Let's build a simple tool that:
1. Takes an event ID
2. Shows the event details
3. Classifies its urgency and theme
4. Finds related events and answers questions

In [None]:
def analyze_event(event_id):
    """Analyze a Densworld event using ML pipelines."""
    
    # Find the event
    event = df[df['event_id'] == event_id]
    if len(event) == 0:
        print(f"Event {event_id} not found!")
        return
    
    event = event.iloc[0]
    
    print("=" * 60)
    print(f"EVENT ANALYSIS: {event_id}")
    print("=" * 60)
    
    # Basic info
    print(f"\nType: {event['type']}")
    print(f"Date: {event['date']}")
    print(f"Location: {event['location']}")
    if event.get('actors'):
        print(f"Actors: {', '.join(event['actors'])}")
    
    # Notes
    if pd.notna(event.get('notes')):
        print(f"\nNotes: {event['notes']}")
        
        # Classify urgency
        urgency = classifier(event['notes'], urgency_labels)
        print(f"\nUrgency: {urgency['labels'][0]} ({urgency['scores'][0]:.2%})")
        
        # Classify theme
        theme = classifier(event['notes'], theme_labels)
        print(f"Theme: {theme['labels'][0]} ({theme['scores'][0]:.2%})")
    
    # Find related events (same type or location)
    related = df[
        ((df['type'] == event['type']) | (df['location'] == event['location'])) &
        (df['event_id'] != event_id)
    ].head(3)
    
    if len(related) > 0:
        print(f"\nRelated Events:")
        for _, r in related.iterrows():
            print(f"  - {r['event_id']}: {r['type']} at {r['location']}")
    
    print("=" * 60)

In [None]:
# Try the analysis tool!

__Do this__. Can you reproduce, word for word, the part of the event analysis code starting at "for _, r in" and ending at "the analysis tool!"?

__Supplied information__.
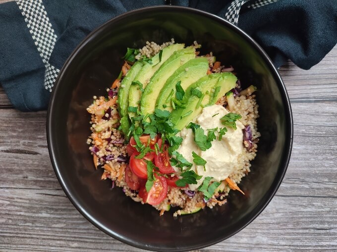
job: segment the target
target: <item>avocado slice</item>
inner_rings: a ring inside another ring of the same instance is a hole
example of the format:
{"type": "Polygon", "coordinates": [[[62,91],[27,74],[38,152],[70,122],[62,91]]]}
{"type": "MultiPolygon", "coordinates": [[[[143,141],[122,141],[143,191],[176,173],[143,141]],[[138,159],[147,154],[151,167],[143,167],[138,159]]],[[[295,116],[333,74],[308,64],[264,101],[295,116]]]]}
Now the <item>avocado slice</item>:
{"type": "Polygon", "coordinates": [[[165,109],[171,111],[170,97],[169,96],[171,95],[174,97],[172,90],[175,90],[177,83],[181,81],[181,87],[185,90],[191,84],[205,76],[208,69],[208,60],[204,57],[192,59],[178,68],[168,79],[160,91],[156,102],[156,108],[161,110],[165,109]]]}
{"type": "Polygon", "coordinates": [[[190,214],[191,213],[195,213],[197,212],[198,212],[201,210],[201,207],[200,207],[199,208],[195,208],[194,209],[192,210],[191,211],[185,211],[184,210],[180,210],[180,215],[184,215],[184,214],[190,214]]]}
{"type": "Polygon", "coordinates": [[[131,84],[137,74],[143,67],[144,62],[137,61],[130,68],[126,75],[120,84],[118,92],[118,109],[122,117],[127,115],[127,108],[129,106],[129,90],[131,84]]]}
{"type": "MultiPolygon", "coordinates": [[[[145,88],[147,84],[147,81],[149,80],[153,74],[169,57],[176,50],[184,48],[184,44],[173,44],[163,49],[162,59],[160,60],[159,53],[157,53],[151,58],[152,64],[146,63],[141,70],[133,80],[138,81],[143,84],[143,88],[145,88]]],[[[129,106],[131,107],[139,107],[142,93],[138,85],[131,85],[129,90],[129,106]]],[[[129,112],[130,118],[135,116],[134,113],[129,112]]]]}
{"type": "Polygon", "coordinates": [[[172,122],[175,124],[175,127],[179,130],[183,128],[200,114],[203,106],[215,104],[219,98],[233,88],[237,80],[231,73],[212,74],[202,77],[190,85],[185,93],[186,108],[179,108],[171,113],[172,122]],[[199,98],[196,95],[192,94],[191,92],[194,88],[200,91],[203,96],[199,98]],[[215,93],[216,89],[219,89],[218,93],[215,93]],[[206,94],[207,91],[208,94],[206,94]]]}
{"type": "Polygon", "coordinates": [[[180,66],[195,58],[195,49],[188,47],[175,51],[155,73],[145,88],[140,100],[140,112],[143,115],[155,111],[156,102],[165,83],[180,66]]]}

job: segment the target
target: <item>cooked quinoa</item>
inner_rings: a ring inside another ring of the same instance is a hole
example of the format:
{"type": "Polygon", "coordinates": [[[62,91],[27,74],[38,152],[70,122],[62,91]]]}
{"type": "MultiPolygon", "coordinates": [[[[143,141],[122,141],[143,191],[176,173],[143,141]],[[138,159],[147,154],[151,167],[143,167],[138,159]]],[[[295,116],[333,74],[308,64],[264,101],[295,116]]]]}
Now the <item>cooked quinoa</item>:
{"type": "MultiPolygon", "coordinates": [[[[139,53],[136,55],[135,58],[138,59],[143,55],[149,58],[158,53],[163,48],[174,43],[173,39],[170,42],[161,45],[147,42],[146,45],[139,49],[139,53]]],[[[195,42],[194,45],[198,46],[196,42],[195,42]]],[[[213,55],[210,52],[206,56],[212,57],[213,55]]],[[[220,66],[216,69],[213,66],[213,63],[210,62],[209,71],[221,73],[233,71],[231,66],[220,66]]],[[[188,69],[186,69],[186,71],[188,71],[188,69]]],[[[117,87],[121,81],[121,80],[120,80],[116,82],[117,87]]],[[[235,89],[239,91],[241,90],[240,85],[239,81],[237,82],[235,89]]],[[[131,190],[125,181],[124,171],[128,165],[129,157],[126,151],[123,134],[118,129],[120,119],[115,102],[118,87],[116,89],[108,88],[107,91],[109,94],[108,98],[94,96],[93,104],[87,109],[88,112],[91,114],[90,129],[92,132],[88,138],[87,143],[90,145],[89,149],[93,155],[96,168],[102,167],[104,169],[102,179],[111,179],[113,186],[122,187],[126,196],[136,202],[144,204],[142,198],[138,196],[138,191],[131,190]]],[[[218,100],[216,104],[229,110],[226,99],[226,96],[224,95],[218,100]]],[[[232,181],[239,184],[242,178],[250,171],[250,162],[256,156],[257,143],[260,134],[257,129],[258,105],[255,95],[249,90],[248,91],[244,90],[238,93],[234,97],[234,107],[230,112],[242,117],[239,121],[244,126],[250,126],[252,134],[251,145],[247,141],[244,141],[243,145],[245,148],[243,148],[242,152],[238,155],[235,167],[235,171],[229,176],[232,181]],[[248,148],[249,146],[249,148],[248,148]]],[[[168,205],[177,207],[180,209],[173,213],[176,216],[181,214],[182,211],[184,213],[191,212],[196,208],[203,209],[208,207],[212,209],[216,205],[222,206],[226,202],[226,197],[231,188],[225,180],[221,183],[219,187],[223,187],[223,192],[221,194],[218,192],[215,193],[207,201],[204,200],[203,193],[199,191],[196,191],[195,194],[190,197],[180,188],[168,186],[167,197],[160,204],[154,207],[160,211],[161,215],[167,210],[168,205]]]]}

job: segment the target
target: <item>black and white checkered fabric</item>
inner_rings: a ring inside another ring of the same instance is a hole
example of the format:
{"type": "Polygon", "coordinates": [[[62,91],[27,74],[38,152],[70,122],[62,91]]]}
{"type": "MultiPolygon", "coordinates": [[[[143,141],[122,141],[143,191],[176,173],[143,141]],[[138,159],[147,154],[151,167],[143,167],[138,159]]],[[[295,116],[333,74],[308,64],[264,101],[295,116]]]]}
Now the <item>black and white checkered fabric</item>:
{"type": "MultiPolygon", "coordinates": [[[[272,3],[278,0],[234,0],[228,7],[225,18],[237,25],[240,10],[247,2],[249,8],[258,8],[272,3]]],[[[59,69],[51,65],[49,61],[56,42],[57,36],[53,28],[42,0],[16,0],[22,15],[32,35],[32,38],[46,67],[44,85],[52,91],[53,86],[59,73],[59,69]]]]}

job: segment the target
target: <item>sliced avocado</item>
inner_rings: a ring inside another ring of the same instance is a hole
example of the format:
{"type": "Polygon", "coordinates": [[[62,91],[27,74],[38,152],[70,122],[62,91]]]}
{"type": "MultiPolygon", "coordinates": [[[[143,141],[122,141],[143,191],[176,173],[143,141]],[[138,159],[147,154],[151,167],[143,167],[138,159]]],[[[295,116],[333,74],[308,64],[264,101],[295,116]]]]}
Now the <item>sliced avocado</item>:
{"type": "Polygon", "coordinates": [[[191,213],[195,213],[197,212],[198,212],[201,210],[201,207],[199,207],[199,208],[195,208],[194,209],[193,209],[192,211],[185,211],[185,210],[180,210],[180,214],[181,215],[184,215],[184,214],[190,214],[191,213]]]}
{"type": "MultiPolygon", "coordinates": [[[[157,53],[151,58],[152,63],[145,63],[141,70],[135,76],[133,81],[138,81],[143,84],[143,88],[145,88],[147,84],[147,81],[150,80],[153,74],[161,67],[173,53],[184,48],[184,44],[173,44],[163,49],[161,60],[160,54],[157,53]]],[[[131,107],[139,107],[140,98],[142,93],[139,87],[136,85],[131,85],[128,93],[129,106],[131,107]]],[[[129,112],[129,116],[131,118],[135,116],[134,113],[129,112]]]]}
{"type": "Polygon", "coordinates": [[[206,75],[208,69],[208,60],[207,58],[196,58],[189,60],[178,68],[166,81],[159,93],[156,102],[156,108],[166,109],[170,111],[170,96],[174,97],[172,90],[175,90],[175,84],[181,81],[180,85],[185,90],[191,84],[196,82],[206,75]],[[163,107],[164,105],[164,107],[163,107]]]}
{"type": "Polygon", "coordinates": [[[180,66],[195,58],[195,49],[187,47],[175,51],[155,73],[145,88],[140,100],[140,112],[143,115],[155,111],[156,102],[165,83],[180,66]]]}
{"type": "Polygon", "coordinates": [[[127,115],[129,106],[129,90],[131,84],[143,67],[144,62],[137,61],[130,68],[122,81],[118,92],[118,105],[119,114],[122,117],[127,115]]]}
{"type": "MultiPolygon", "coordinates": [[[[231,73],[212,74],[202,77],[190,85],[185,93],[186,108],[179,108],[171,113],[172,122],[175,124],[175,128],[182,129],[187,124],[200,114],[203,106],[210,106],[218,100],[216,97],[220,94],[224,95],[235,86],[236,77],[231,73]],[[218,94],[214,96],[216,87],[220,86],[218,94]],[[201,97],[191,93],[196,88],[203,94],[201,97]],[[207,94],[207,92],[208,94],[207,94]],[[214,98],[215,97],[215,98],[214,98]]],[[[220,97],[219,97],[220,98],[220,97]]]]}

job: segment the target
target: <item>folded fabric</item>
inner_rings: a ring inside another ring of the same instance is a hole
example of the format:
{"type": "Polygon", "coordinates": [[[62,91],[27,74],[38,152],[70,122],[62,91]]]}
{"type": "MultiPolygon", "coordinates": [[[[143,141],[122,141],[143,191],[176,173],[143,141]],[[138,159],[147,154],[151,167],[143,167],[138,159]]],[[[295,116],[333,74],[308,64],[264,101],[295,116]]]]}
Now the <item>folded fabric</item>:
{"type": "Polygon", "coordinates": [[[0,83],[18,109],[45,109],[59,69],[90,32],[126,11],[168,4],[238,26],[278,67],[290,59],[308,69],[337,42],[336,0],[17,0],[0,4],[0,83]]]}

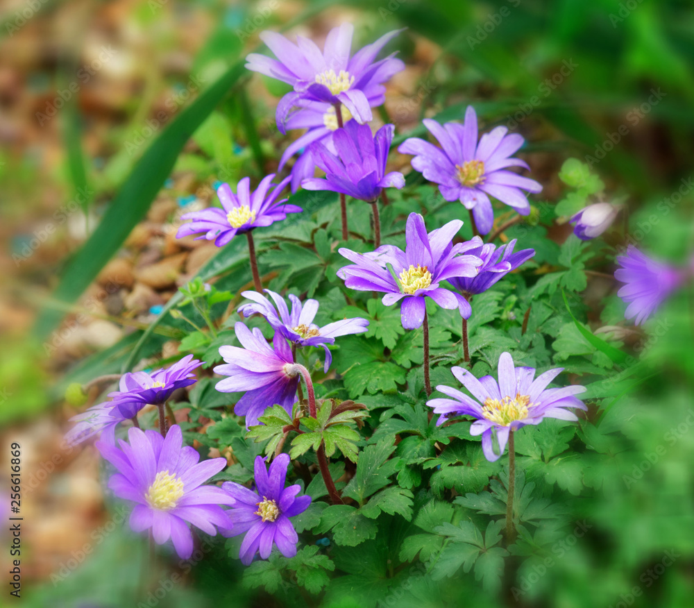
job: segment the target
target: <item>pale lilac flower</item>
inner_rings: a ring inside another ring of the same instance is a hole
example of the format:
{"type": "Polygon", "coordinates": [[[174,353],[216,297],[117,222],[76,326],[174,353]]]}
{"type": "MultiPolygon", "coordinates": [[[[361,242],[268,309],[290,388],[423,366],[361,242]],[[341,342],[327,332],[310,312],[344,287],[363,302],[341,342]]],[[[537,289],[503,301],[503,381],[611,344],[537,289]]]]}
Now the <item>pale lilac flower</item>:
{"type": "Polygon", "coordinates": [[[189,523],[212,536],[215,526],[228,530],[229,518],[219,505],[235,501],[221,488],[203,485],[226,466],[226,459],[198,463],[197,450],[182,447],[176,425],[165,439],[156,431],[131,428],[128,439],[119,439],[119,447],[104,441],[96,445],[119,471],[109,480],[109,488],[118,498],[137,503],[130,516],[133,532],[151,528],[157,544],[170,538],[178,556],[187,559],[193,552],[189,523]]]}
{"type": "Polygon", "coordinates": [[[405,68],[405,64],[392,55],[375,62],[381,49],[400,31],[385,34],[351,58],[354,33],[351,24],[330,30],[322,51],[314,42],[301,36],[296,37],[295,45],[280,34],[264,31],[260,39],[277,59],[252,53],[246,58],[246,67],[294,87],[277,107],[277,126],[282,133],[287,117],[296,108],[301,110],[307,101],[333,106],[342,104],[363,124],[371,120],[372,104],[380,105],[384,101],[383,83],[405,68]]]}
{"type": "Polygon", "coordinates": [[[599,237],[612,225],[620,208],[610,203],[589,205],[571,218],[573,233],[584,241],[599,237]]]}
{"type": "Polygon", "coordinates": [[[475,255],[461,255],[479,246],[478,240],[453,245],[453,237],[462,225],[460,220],[453,220],[427,234],[424,218],[411,213],[405,251],[393,245],[383,245],[367,254],[341,248],[340,255],[353,264],[341,268],[337,276],[350,289],[384,292],[382,302],[386,306],[402,300],[400,319],[405,329],[422,325],[425,298],[443,308],[458,308],[462,316],[470,307],[467,301],[441,286],[441,281],[452,277],[475,276],[482,264],[475,255]]]}
{"type": "Polygon", "coordinates": [[[423,123],[441,147],[419,137],[410,137],[398,151],[414,155],[412,167],[439,184],[446,201],[459,200],[466,209],[471,210],[482,234],[489,233],[494,222],[490,196],[521,215],[530,213],[530,203],[523,191],[539,192],[542,186],[505,170],[509,167],[530,169],[525,161],[510,158],[523,144],[520,135],[507,135],[506,127],[498,126],[483,135],[478,144],[477,119],[472,106],[468,107],[463,124],[448,122],[441,126],[431,119],[425,119],[423,123]]]}
{"type": "Polygon", "coordinates": [[[482,435],[482,450],[490,462],[498,459],[504,453],[511,431],[528,424],[539,424],[545,418],[577,420],[576,415],[566,408],[588,409],[574,396],[585,391],[585,387],[547,388],[563,371],[562,368],[550,369],[535,378],[534,369],[514,368],[508,353],[499,357],[498,381],[491,375],[477,380],[462,367],[453,367],[450,371],[473,396],[439,385],[436,389],[449,398],[430,399],[427,405],[440,414],[437,425],[452,416],[471,416],[476,419],[470,427],[470,434],[482,435]]]}
{"type": "Polygon", "coordinates": [[[245,392],[234,407],[237,416],[246,416],[246,428],[260,424],[258,417],[273,405],[281,405],[291,414],[296,400],[299,376],[287,373],[294,362],[291,349],[279,332],[271,346],[257,328],[251,331],[240,321],[234,326],[236,337],[243,346],[220,346],[226,364],[214,371],[228,378],[217,382],[223,393],[245,392]]]}
{"type": "Polygon", "coordinates": [[[308,299],[302,305],[296,296],[290,294],[291,312],[287,303],[279,294],[265,289],[275,302],[275,306],[264,296],[257,292],[243,292],[242,296],[252,300],[253,303],[244,304],[239,307],[239,312],[244,316],[262,314],[276,331],[278,331],[290,342],[301,346],[323,346],[325,351],[323,370],[325,373],[332,362],[332,355],[328,348],[334,344],[335,338],[350,334],[359,334],[366,331],[369,321],[365,319],[343,319],[319,327],[313,320],[318,312],[317,300],[308,299]]]}
{"type": "Polygon", "coordinates": [[[75,445],[103,432],[102,439],[112,443],[119,423],[134,418],[149,403],[165,403],[177,389],[195,384],[193,371],[203,362],[188,355],[170,367],[151,373],[124,373],[121,377],[119,390],[108,394],[112,400],[99,403],[70,419],[77,424],[66,434],[66,440],[75,445]]]}
{"type": "Polygon", "coordinates": [[[686,278],[685,273],[644,255],[633,245],[627,248],[627,255],[620,255],[617,262],[621,268],[614,278],[626,283],[617,295],[628,304],[625,319],[636,317],[641,325],[679,287],[686,278]]]}
{"type": "Polygon", "coordinates": [[[227,512],[232,527],[225,536],[237,536],[246,532],[241,543],[239,557],[248,566],[260,552],[262,559],[270,557],[275,545],[285,557],[296,555],[298,536],[290,517],[303,513],[311,504],[310,496],[297,496],[300,485],[285,487],[287,454],[280,454],[273,460],[269,471],[262,457],[256,456],[255,462],[255,491],[234,482],[226,482],[222,489],[235,501],[227,512]]]}
{"type": "Polygon", "coordinates": [[[402,188],[405,178],[401,173],[386,173],[394,133],[395,127],[387,124],[373,135],[369,125],[350,120],[344,128],[332,135],[337,155],[319,142],[312,144],[311,153],[316,164],[325,172],[325,178],[309,178],[301,183],[301,187],[307,190],[341,192],[367,203],[376,201],[384,188],[402,188]]]}
{"type": "Polygon", "coordinates": [[[210,207],[182,215],[181,219],[192,221],[178,228],[176,238],[204,233],[197,239],[214,240],[215,245],[221,247],[237,234],[270,226],[285,219],[287,213],[299,213],[301,207],[287,204],[287,199],[278,200],[291,177],[285,178],[270,192],[274,177],[275,174],[270,174],[263,178],[253,192],[251,180],[247,177],[239,182],[235,194],[228,184],[222,184],[217,188],[217,196],[223,209],[210,207]]]}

__Expected output__.
for _, r in related.iterrows():
            print(f"  - {r['event_id']}: {r['type']} at {r['location']}")
    
    print("=" * 60)

In [None]:
# Try the analysis tool!